WHAT IS ASKED: Select each line of the records below that contains the string "patch", and copy those lines. Case counts.

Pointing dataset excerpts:
START

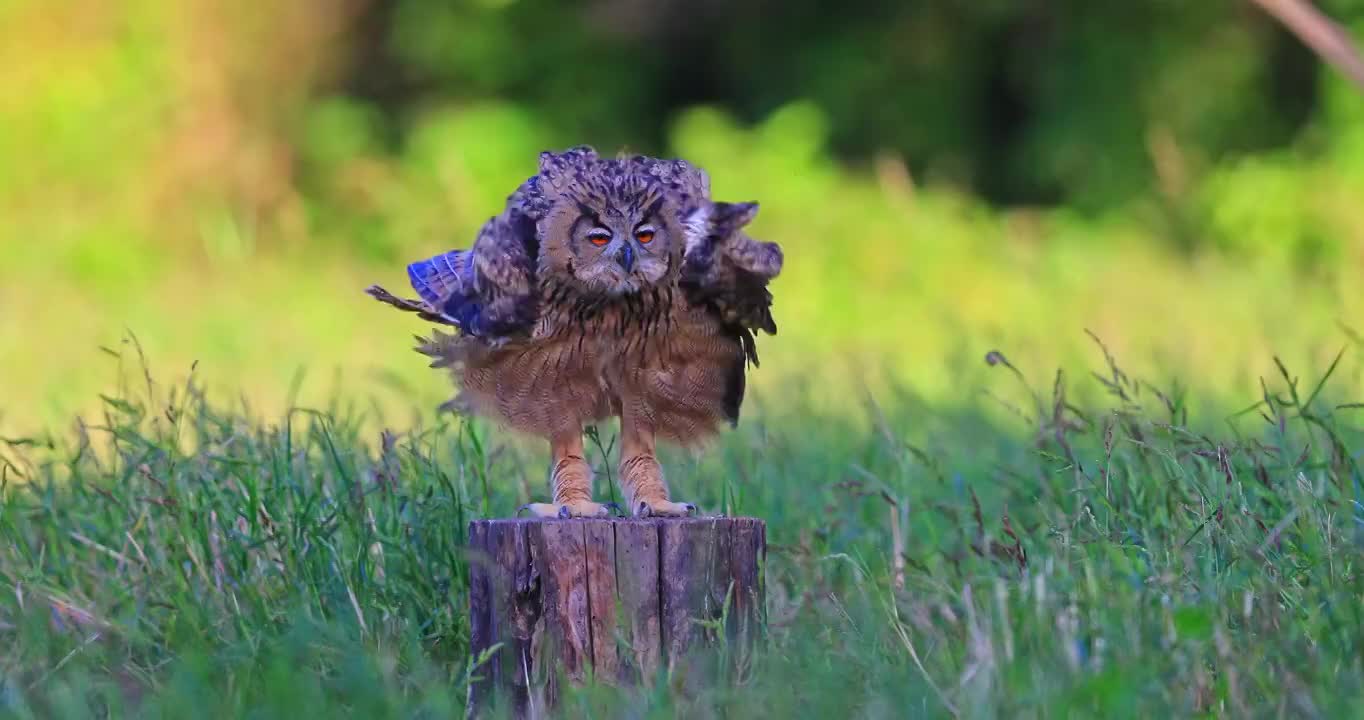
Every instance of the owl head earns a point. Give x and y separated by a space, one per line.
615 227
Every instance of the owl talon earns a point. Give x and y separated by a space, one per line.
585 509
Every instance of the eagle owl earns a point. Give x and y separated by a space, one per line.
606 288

END
START

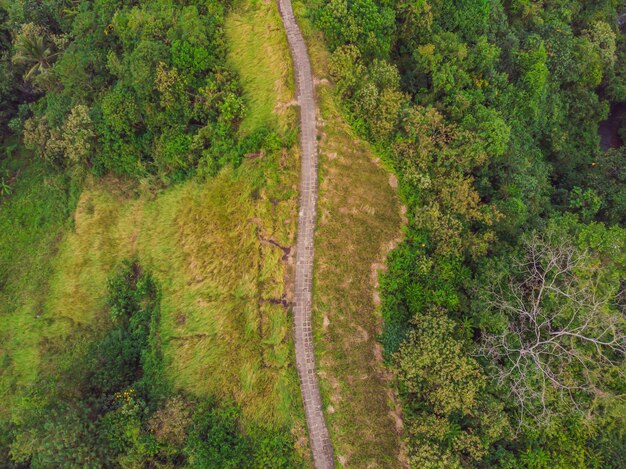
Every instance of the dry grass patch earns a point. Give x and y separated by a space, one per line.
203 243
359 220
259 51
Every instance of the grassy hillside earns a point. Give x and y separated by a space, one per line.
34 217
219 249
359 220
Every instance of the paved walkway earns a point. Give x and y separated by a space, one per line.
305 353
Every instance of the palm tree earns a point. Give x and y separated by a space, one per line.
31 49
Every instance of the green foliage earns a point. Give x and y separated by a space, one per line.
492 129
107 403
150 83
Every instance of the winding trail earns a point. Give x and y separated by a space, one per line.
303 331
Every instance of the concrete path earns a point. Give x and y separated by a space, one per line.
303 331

END

RESULT OF THIS TASK:
Every instance of the dry grass patch earns a point. Give x and y separated by a space, one per line.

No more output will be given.